[TASK DETAILS]:
If a picture appears in the records, leave it out and transcribe the rest exactly.

[Saved entries]
__________

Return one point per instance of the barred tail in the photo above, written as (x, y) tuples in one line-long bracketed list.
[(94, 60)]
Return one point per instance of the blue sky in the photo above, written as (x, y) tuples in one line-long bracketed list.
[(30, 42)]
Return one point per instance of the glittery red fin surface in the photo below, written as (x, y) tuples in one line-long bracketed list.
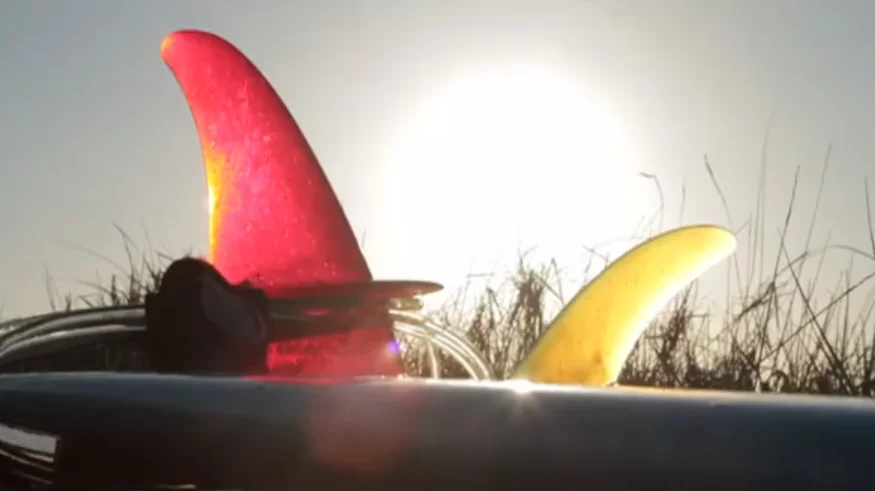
[(274, 219)]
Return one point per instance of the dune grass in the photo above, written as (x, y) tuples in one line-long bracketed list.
[(774, 336)]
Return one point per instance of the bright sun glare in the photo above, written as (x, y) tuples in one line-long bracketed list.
[(505, 159)]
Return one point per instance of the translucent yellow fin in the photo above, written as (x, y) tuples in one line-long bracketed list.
[(590, 339)]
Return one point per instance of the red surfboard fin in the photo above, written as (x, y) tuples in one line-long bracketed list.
[(274, 219)]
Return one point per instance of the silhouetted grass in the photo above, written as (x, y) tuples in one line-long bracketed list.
[(773, 336)]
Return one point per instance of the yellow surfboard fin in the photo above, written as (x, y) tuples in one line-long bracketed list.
[(590, 339)]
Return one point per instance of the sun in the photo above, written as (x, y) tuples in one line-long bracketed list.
[(501, 159)]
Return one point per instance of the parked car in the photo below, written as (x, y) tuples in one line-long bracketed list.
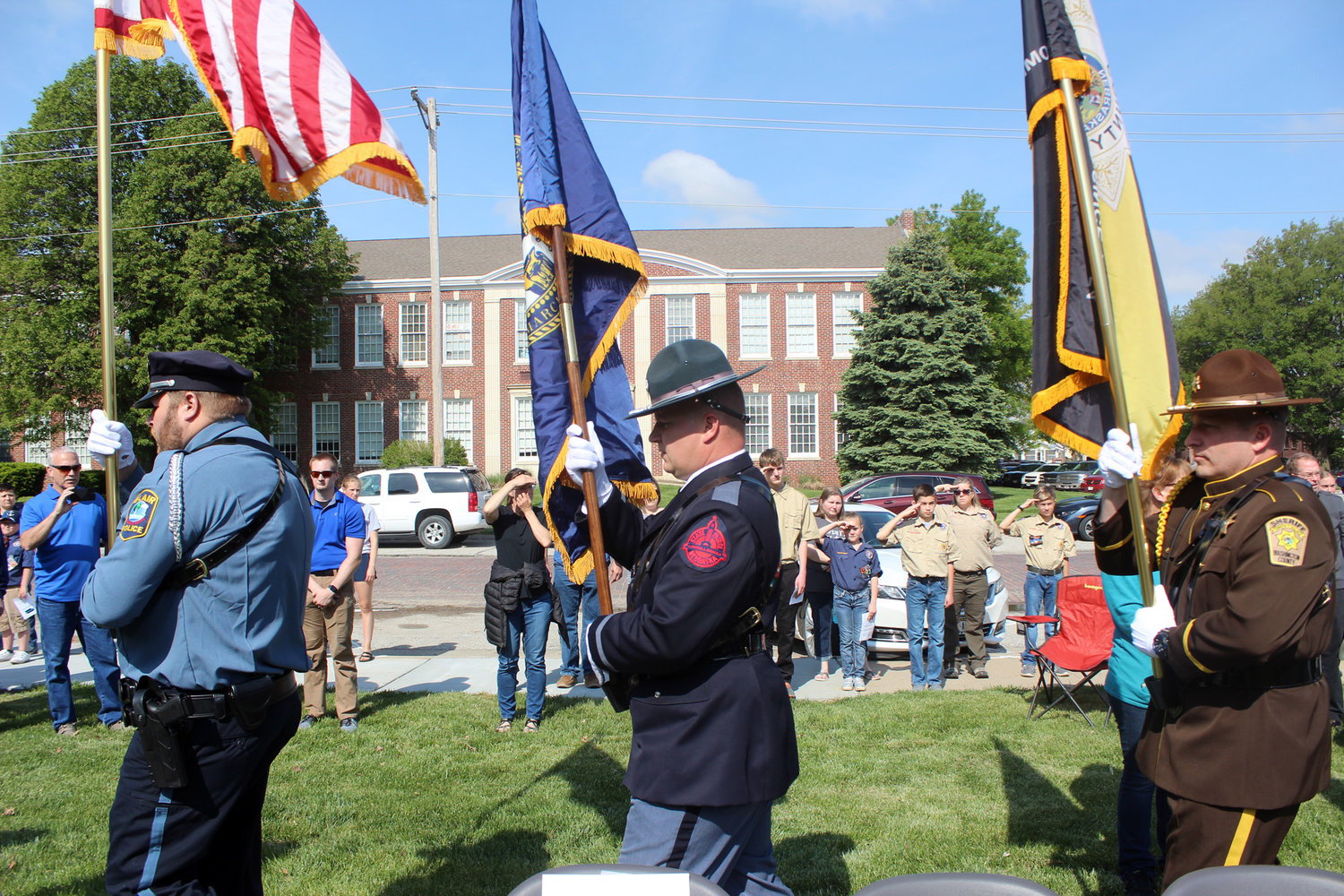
[(890, 634), (892, 490), (435, 504)]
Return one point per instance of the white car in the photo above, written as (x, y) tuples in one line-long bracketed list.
[(890, 626), (435, 504)]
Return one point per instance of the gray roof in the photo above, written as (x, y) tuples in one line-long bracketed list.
[(730, 249)]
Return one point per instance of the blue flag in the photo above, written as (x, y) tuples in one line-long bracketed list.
[(561, 182)]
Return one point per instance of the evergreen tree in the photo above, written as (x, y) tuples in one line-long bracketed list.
[(918, 392)]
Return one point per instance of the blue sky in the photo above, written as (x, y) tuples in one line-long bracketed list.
[(827, 112)]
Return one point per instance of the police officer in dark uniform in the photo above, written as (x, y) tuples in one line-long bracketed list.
[(204, 589), (714, 740), (1238, 728)]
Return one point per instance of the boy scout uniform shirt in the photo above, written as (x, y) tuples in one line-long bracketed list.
[(1260, 598), (1047, 544), (925, 548), (246, 616)]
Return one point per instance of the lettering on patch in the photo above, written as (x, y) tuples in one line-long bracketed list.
[(1287, 540), (706, 548)]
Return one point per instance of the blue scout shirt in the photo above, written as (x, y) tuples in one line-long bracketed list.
[(64, 562), (339, 520), (247, 616), (852, 565)]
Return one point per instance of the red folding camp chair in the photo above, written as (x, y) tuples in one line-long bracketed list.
[(1081, 645)]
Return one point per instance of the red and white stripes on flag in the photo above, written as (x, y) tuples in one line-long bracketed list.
[(277, 83)]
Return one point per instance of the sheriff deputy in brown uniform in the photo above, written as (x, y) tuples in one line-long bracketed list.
[(1239, 732)]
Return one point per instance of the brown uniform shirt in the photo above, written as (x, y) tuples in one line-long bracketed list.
[(1260, 598)]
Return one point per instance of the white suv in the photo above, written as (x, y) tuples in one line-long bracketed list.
[(435, 504)]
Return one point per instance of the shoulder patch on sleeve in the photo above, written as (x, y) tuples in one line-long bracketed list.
[(139, 514), (706, 548), (1287, 540)]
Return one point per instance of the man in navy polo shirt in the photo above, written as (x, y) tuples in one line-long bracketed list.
[(65, 527), (330, 613)]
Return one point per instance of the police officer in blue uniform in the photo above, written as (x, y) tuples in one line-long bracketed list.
[(714, 742), (204, 590)]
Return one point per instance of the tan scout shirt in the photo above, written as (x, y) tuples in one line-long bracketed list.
[(796, 521), (975, 532), (925, 548), (1046, 544)]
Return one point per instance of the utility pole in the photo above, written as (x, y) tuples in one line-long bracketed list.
[(433, 421)]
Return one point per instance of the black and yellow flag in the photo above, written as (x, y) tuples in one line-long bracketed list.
[(1072, 400)]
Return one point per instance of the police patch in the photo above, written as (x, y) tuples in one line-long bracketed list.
[(706, 548), (139, 514), (1287, 540)]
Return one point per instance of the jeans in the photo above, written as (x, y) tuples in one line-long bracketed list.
[(1133, 806), (529, 624), (574, 654), (924, 607), (849, 608), (61, 621), (1039, 595)]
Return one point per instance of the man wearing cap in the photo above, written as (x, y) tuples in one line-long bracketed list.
[(204, 587), (712, 731), (1238, 731)]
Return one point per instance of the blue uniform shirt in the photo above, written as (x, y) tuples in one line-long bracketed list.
[(247, 616), (65, 559)]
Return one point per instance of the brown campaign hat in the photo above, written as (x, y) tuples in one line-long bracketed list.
[(1236, 379)]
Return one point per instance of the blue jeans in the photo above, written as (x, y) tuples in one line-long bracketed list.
[(1039, 594), (849, 608), (574, 654), (61, 621), (529, 624), (924, 607)]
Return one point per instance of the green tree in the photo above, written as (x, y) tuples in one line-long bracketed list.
[(918, 392), (241, 280), (1285, 301)]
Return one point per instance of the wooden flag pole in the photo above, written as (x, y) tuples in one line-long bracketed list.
[(572, 368)]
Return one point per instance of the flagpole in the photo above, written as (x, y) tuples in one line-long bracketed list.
[(102, 83), (572, 368)]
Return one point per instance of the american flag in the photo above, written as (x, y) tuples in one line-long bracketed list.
[(277, 83)]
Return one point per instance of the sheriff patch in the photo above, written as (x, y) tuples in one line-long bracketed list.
[(1287, 540), (139, 514), (706, 548)]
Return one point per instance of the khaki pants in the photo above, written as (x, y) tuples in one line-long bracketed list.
[(331, 625)]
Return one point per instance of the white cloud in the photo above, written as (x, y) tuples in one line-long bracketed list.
[(717, 196)]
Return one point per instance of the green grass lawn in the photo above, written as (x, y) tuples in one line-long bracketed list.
[(426, 799)]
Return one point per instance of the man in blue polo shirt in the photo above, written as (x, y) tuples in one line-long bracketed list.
[(330, 613), (65, 527)]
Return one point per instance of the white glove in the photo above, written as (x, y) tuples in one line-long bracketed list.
[(1118, 460), (1150, 621), (586, 454), (110, 437)]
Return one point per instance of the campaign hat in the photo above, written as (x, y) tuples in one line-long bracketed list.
[(196, 370), (685, 370), (1234, 381)]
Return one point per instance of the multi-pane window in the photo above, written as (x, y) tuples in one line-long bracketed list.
[(457, 332), (327, 427), (284, 433), (414, 421), (803, 424), (800, 324), (754, 324), (368, 336), (843, 306), (457, 422), (680, 317), (327, 336), (414, 333), (368, 432), (758, 422)]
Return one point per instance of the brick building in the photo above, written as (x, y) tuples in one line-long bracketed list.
[(776, 296)]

__________

[RESULT OF THE EXERCISE]:
Return one point per instance of the barred tail in the photo above, written as (x, y) tuples in one line-long bracketed list.
[(94, 60)]
Return one point per instance of the blue sky in the photo above, written as (x, y) tuples in one line-long bracketed list.
[(30, 42)]
Return one point per instance of the glittery red fin surface in the photo below, written as (x, y) tuples in one line-long bracketed list.
[(274, 219)]
Return one point per instance of the dune grass in the photo above, written as (x, y) tuples in one line-long bracketed list.
[(774, 336)]
Return one point per instance of the bright sun glare in the photo above, written as (x, y) tuples in one line-long bracketed list.
[(505, 159)]
Return one point per instance of the translucent yellow fin in the photo above, written as (x, y) tuples in one line-long bracketed list.
[(590, 339)]
Return one point per instance of the red surfboard fin in the photo above, written as (x, y) tuples in one line-long bracketed list.
[(274, 219)]
Return one point per instance of the silhouetted grass in the photo above, written as (x, y) tuples in one line-long bracketed list.
[(773, 336)]
Return one point per instance of the yellow surfboard fin in the photo above, written as (x, y) tuples in one line-long bracketed list.
[(590, 339)]
Return one point per instance of the sun in the photo above, written as (x, y) tuples in one line-long bracketed list.
[(501, 159)]
Return one point per instance of the parked car in the photo below, written as (x, y) tuples in one line-long bracketed list.
[(890, 634), (892, 490), (435, 504)]
Return one point per instance of the white car in the photo above, written as (x, y) tuples in one line-long bracketed list.
[(890, 626), (435, 504)]
Return one point per instance of the gray roof in the photo above, written as (x, y) tuples in one line-long bracketed list.
[(730, 249)]
Return one point per instance of the blue flag in the photo above, written as (x, y) tuples in one line-long bracketed list.
[(561, 182)]
Return one point per instance of the evergreen tree in the photo above, written as (x, y) tuples in one line-long bracketed list.
[(918, 392)]
Return one point per instance of the blue sky in the photo above, written as (x, y) tuples in one line-long bracketed list.
[(827, 112)]
Return one point per instance of the police officer in dark uniform in the photo above, written as (x, y) tuples in one line-long bracketed list.
[(204, 589), (714, 740), (1238, 728)]
Return one point per instance of the boy scout uniform shirt in the photo above, written as (x, y) tuples in one line-long bracketed list.
[(1260, 598), (1047, 544), (925, 548), (246, 616)]
Return one point per instance of the lettering on patch in the photo above, written as (x, y) tuples in one line-long bracketed list.
[(1287, 540), (706, 548)]
Return one point per instance of the blue scout shirt in the photo above, written as (x, y) tuples in one line-long bracketed list.
[(64, 562), (339, 520), (247, 616), (852, 565)]
Return one point per instance of the red folding camp chair in the photo above, written as (x, y) tuples in one line-long bracketed list.
[(1081, 645)]
Return one point per instance of the red and white stripes on flag in the photo above, written as (x, y) tuples in one line-long bracketed list.
[(277, 83)]
Return one point per instance of the sheriff deputy in brown uniform in the photo above, written as (x, y) tuples in one line-long bracketed list.
[(1239, 732)]
Return one point per instance of the brown uniform shirt in the photo above, written as (x, y) tuples in one line-long bracketed list.
[(1260, 598)]
Return one point per instance of the white suv in the photo above, written as (x, y) tuples in one line-long bracketed list.
[(435, 504)]
Return one point per instance of the shoulder patch on sleeve in the photo above, written as (x, y) tuples in one line-long bracketed list.
[(139, 514), (706, 548), (1287, 540)]
Return one point per instance of the man in navy polo shirt in the photo above, written as (x, y) tuples in one line-long bracketed list.
[(65, 527), (330, 613)]
Return one point per instance of the police officer in blue uniform in the photo above, written as (x, y) tuples in one line-long bracketed list.
[(714, 742), (204, 590)]
Return one point per instance of the tan scout shirt in the photo above, written as (x, y) tuples in one line-long bracketed list.
[(796, 521), (975, 532), (925, 548), (1046, 544)]
Return one point per instance of the utility pole in the photo above, written as (x, y) tuples in one line-long bracketed list.
[(433, 421)]
Return one point per instance of the black and yellow flag in the photo above, written as (x, y) tuples in one line-long bracketed list.
[(1072, 400)]
Return one point per instance of the police patch in the photo above, written as (x, y) tuples in one line-long bracketed list.
[(706, 548), (139, 514), (1287, 540)]
Return one point per instance of the jeans in the photo above, written as (x, y) tuples in one line-long bracketed list.
[(1133, 806), (529, 624), (574, 654), (924, 607), (849, 608), (61, 621), (1039, 595)]
Return one point per instance of the man wearing cap in the photo above, written as (x, y) tuples in one line-long bracketed list.
[(204, 587), (712, 731), (1238, 731)]
Return one point per instance of the blue uniform shirt in the photo above, written as (x, y) tuples in one line-long bracketed list.
[(247, 616), (65, 559)]
Return one point per instance of the brown campaign hat in the photo above, written as (x, y) tuples in one line-long bracketed list.
[(1236, 379)]
Return one point per instance of the blue jeans in the photo above, written as (x, y) tuples in one line-long bracketed list.
[(1039, 594), (849, 608), (574, 654), (61, 621), (529, 624), (924, 607)]
Return one point per instance of the green tree in the photo above, written as (x, y) tuples in one line-long bracketed list.
[(918, 392), (241, 280), (1285, 301)]
Return one point per instance of the wooden flag pole in the photo above, written as (x, y) tuples in one line-long bracketed list.
[(572, 368)]
Return one point per instance of the flagpole in the photo above, written as (x, y) tuples in one line-long bracketed list.
[(102, 83), (572, 368)]
Return one point per instance of the american flag in the photo above, written as (x, y) tuples in one line-long bracketed list.
[(277, 83)]
Return one point per instance of the sheriff patch in the photo above, written as (x, y) tuples in one line-long bracketed list.
[(1287, 540), (139, 514), (706, 548)]
Return one point per instance of the khaki pants in the photo above, written as (x, y) tuples in one line-long bracketed list.
[(331, 625)]
Return one point per instance of the white cloud in the photo above, written as (x, y) tuples in one line-long bracketed list.
[(717, 196)]
Return one point per instance of the green grass lawn in the photo above, written as (x, y) tuples in one line-long bracketed list.
[(426, 799)]
Return one point per instance of the man in blue polo shirt in the photo above, written as (x, y) tuples in one line-long bracketed list.
[(330, 613), (65, 527)]
Return one point per instance of the white glove in the photo above, written as (x, y) tuples in one line-long bracketed list.
[(1118, 460), (1150, 621), (586, 454), (110, 437)]
Return one point per instance of the campaign hat in the photo above, written as (x, y) tuples in one line-long bracketed list.
[(196, 370), (685, 370), (1234, 381)]
Return one point per instance of the multi-pane window in the photo above, written as (x, y) tuples in one line-long bracketed list.
[(457, 332), (327, 427), (284, 433), (414, 421), (803, 424), (800, 324), (754, 324), (368, 336), (843, 306), (457, 422), (680, 317), (327, 336), (414, 333), (368, 432), (758, 422)]
Return one point per instance of the brick building in the photo above, written as (x, y) tuples in one line-long bracketed list.
[(776, 296)]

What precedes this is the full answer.